Text segment:
=-=-=-=-=

Jeffrey Ramsey chose the latter. As chief marketing officer at Jones Junction in Bel Air, Md., Ramsey’s job was to promote his group’s brand, its staff and its community connections. Then the pandemic hit, followed by a shortage of critical semiconductors that slowed down production, and Jones Junction was turning its inventory so fast that the group was earning more vehicles to sell from its automakers.
To keep the allocation pipeline flowing, Ramsey said, he needed to continue to let customers know that vehicles were coming.
“Now part of our branding is we have inventory,” he said.
Along with the shift in message, Ramsey also changed how he gauges success with marketing campaigns. Previously, he measured website visits, not the shoppers themselves. Now, he said, he focuses more on bringing those shoppers back to Jones Junction’s website and keeping them engaged — increasing the likelihood they’ll become buyers.
Ramsey said he is proud of that shift in approach and noted its success: Leads, phone calls, floor traffic, “absolutely everything went up.”
Sales of combined new and used vehicles set a record in 2020 and again in 2021, mostly driven by used vehicles, Ramsey said. He said the group’s sales growth is the result of a broader rethinking about marketing.

=-=-=-=-=

Information provided:
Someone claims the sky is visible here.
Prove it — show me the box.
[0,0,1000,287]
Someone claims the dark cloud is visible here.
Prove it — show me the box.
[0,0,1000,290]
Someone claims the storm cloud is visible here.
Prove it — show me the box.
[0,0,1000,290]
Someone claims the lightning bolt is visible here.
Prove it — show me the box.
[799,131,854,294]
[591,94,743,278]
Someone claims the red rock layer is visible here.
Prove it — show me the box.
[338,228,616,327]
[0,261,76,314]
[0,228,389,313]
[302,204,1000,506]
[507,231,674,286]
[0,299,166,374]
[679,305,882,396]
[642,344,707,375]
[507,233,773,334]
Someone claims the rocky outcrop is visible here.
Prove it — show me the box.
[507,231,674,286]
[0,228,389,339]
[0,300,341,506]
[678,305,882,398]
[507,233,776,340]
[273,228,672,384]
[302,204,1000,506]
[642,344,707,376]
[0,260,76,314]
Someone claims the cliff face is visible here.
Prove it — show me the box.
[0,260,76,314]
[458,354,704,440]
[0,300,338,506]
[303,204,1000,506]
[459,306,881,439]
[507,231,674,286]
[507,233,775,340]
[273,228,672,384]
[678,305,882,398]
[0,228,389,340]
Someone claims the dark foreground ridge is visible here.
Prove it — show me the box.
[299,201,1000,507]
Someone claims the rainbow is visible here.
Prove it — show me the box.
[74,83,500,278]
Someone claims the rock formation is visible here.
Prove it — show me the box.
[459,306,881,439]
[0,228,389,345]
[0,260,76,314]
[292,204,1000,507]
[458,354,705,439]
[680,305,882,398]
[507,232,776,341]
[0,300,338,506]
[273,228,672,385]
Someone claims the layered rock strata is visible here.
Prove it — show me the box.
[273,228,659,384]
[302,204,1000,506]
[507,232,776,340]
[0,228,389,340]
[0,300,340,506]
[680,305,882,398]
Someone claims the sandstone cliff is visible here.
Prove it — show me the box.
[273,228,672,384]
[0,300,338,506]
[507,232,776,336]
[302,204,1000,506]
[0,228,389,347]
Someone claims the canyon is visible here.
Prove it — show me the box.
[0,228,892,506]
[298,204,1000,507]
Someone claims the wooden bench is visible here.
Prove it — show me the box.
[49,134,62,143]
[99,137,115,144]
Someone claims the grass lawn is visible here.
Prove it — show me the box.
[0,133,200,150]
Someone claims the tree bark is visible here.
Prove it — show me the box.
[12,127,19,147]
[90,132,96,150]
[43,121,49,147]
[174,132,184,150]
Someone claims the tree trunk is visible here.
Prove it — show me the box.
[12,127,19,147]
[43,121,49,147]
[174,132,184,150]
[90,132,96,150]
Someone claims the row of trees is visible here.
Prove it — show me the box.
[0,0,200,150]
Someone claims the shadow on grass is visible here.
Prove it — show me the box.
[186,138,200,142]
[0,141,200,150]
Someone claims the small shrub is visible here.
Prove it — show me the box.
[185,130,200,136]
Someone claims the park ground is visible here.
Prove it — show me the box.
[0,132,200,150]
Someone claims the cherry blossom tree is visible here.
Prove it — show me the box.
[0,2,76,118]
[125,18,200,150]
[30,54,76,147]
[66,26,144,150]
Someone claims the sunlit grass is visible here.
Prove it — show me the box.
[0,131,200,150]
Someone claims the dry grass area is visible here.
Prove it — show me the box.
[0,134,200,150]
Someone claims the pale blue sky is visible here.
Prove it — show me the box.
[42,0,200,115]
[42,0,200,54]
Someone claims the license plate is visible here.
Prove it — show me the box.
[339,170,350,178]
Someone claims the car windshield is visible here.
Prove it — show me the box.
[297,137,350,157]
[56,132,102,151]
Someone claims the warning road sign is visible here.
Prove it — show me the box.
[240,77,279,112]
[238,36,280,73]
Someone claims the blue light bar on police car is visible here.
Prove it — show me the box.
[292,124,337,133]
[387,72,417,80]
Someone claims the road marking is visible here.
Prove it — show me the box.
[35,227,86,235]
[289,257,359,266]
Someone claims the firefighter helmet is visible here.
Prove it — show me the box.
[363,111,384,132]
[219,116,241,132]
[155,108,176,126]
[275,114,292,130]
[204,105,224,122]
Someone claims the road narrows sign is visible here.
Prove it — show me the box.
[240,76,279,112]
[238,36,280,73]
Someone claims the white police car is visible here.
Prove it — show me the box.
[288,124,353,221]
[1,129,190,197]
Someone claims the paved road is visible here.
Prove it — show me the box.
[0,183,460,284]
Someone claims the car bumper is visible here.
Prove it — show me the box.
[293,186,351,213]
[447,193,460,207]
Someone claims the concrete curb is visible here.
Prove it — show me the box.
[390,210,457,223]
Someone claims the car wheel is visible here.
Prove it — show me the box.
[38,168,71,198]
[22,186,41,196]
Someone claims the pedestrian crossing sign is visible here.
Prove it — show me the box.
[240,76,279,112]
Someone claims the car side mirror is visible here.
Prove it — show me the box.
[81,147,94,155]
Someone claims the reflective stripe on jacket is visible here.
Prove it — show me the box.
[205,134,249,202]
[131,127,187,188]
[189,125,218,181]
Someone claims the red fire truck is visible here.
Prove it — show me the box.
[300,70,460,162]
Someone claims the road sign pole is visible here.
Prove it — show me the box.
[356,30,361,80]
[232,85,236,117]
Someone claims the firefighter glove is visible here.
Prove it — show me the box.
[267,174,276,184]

=-=-=-=-=

Problem description:
Carry on the article above about how Jones Junction's marketing changed during the vehicle shortage, picking up right after its last sentence.

Result:
When he joined Jones Junction five years ago, Ramsey was a marketing team of one, so he outsourced social media content to keep those channels full. In time, he began to post some content himself, featuring an employee’s birthday or showcasing a particular vehicle. He discovered that those posts led to more interaction.
Soon Jones Junction hired a graphic designer and a full-time social media specialist to join Ramsey’s team. Some marketing work remains with a third-party provider because of automaker partnerships, he said, but the majority now is done in house.
“You can spend a million dollars and get an ad in front of people that they just run past,” Ramsey said. “All the graphics that we put up are done at Jones, and so that’s where our advertising excels because it’s all custom. It’s not something that was done at a location outside of our group. The people involved in our ads work here.”
In late June, Ramsey left his role at Jones Junction. He was scheduled to start last week as variable operations director at Ourisman Automotive Group of Rockville, Md.